Task to carry out
Scan the records for the word "barn". Report each line where it occurs.

============================================================

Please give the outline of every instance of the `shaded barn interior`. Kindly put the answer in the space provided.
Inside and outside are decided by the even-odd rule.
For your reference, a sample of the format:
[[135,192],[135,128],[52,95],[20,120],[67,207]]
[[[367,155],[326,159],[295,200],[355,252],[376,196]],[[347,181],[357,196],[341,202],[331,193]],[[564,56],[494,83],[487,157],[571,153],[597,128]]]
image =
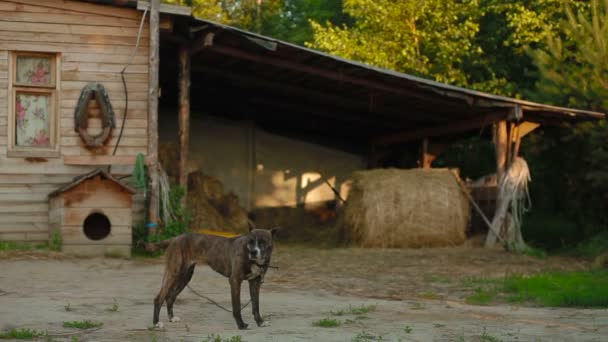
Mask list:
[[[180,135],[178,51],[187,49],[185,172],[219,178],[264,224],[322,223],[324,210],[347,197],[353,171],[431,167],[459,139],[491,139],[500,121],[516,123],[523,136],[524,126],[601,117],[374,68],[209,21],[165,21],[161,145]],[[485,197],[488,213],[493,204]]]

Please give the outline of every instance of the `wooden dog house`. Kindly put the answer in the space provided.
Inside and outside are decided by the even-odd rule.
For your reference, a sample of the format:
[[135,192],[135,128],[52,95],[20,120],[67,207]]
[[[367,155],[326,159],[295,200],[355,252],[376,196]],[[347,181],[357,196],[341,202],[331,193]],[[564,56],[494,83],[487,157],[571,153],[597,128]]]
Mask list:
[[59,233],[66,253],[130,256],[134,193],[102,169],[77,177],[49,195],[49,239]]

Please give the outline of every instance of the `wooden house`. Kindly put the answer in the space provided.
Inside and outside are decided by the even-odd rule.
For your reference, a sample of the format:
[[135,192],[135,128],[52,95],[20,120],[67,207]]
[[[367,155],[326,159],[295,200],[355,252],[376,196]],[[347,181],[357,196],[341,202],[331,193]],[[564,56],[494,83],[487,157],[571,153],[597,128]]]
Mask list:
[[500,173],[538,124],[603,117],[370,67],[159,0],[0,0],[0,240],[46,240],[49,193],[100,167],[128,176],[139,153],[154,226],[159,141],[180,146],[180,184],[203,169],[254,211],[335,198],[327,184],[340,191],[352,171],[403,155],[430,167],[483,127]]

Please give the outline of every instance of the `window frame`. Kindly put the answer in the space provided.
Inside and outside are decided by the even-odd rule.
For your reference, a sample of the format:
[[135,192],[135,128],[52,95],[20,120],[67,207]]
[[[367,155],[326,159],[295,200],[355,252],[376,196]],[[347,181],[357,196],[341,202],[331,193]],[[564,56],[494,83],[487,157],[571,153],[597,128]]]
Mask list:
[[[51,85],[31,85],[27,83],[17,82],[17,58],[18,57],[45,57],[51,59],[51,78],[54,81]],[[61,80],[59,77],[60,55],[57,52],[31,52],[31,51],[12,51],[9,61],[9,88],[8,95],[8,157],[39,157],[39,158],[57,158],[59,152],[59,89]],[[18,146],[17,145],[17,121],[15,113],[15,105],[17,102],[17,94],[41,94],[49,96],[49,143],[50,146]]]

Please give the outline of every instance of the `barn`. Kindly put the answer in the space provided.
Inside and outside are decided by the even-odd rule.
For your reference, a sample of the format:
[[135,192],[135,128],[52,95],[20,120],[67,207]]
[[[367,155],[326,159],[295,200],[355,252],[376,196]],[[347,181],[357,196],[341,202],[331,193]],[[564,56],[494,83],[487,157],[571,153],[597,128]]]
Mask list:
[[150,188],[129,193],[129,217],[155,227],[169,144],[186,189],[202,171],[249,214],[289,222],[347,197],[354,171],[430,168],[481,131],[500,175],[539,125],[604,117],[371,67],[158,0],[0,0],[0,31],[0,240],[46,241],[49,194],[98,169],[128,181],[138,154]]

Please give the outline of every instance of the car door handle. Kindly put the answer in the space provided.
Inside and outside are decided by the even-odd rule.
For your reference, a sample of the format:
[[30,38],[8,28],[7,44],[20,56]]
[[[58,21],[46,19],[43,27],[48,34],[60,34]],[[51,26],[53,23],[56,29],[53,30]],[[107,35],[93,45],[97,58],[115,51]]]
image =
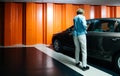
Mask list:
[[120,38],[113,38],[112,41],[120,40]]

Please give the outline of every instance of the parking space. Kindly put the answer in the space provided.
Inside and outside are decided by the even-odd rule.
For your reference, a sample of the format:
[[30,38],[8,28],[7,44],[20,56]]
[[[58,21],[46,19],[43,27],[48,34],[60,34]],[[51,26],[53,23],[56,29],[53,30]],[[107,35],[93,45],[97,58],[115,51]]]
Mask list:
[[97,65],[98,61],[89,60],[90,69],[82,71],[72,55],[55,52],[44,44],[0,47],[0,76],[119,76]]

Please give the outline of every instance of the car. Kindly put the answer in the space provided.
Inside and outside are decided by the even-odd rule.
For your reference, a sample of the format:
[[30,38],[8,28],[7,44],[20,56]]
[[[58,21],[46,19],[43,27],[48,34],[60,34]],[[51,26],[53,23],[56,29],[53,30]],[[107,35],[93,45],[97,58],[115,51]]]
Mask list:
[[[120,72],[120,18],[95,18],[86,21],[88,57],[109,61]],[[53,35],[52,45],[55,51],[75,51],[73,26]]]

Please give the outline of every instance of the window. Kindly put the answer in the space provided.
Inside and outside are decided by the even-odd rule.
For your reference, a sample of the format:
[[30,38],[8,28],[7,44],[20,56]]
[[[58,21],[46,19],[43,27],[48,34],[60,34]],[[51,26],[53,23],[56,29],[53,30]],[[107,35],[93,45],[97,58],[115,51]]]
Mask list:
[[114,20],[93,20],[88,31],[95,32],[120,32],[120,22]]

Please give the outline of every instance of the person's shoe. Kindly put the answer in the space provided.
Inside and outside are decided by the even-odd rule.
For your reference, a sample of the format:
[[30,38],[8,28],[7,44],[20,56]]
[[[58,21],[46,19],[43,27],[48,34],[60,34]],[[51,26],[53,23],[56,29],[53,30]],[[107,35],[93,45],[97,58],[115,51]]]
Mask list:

============================================================

Task output
Please give the outline of every instance of the `shaded barn interior`. Kindly put the answer in the space provided.
Please give the outline of every instance of the `barn`. Kindly put the answer in the space provided.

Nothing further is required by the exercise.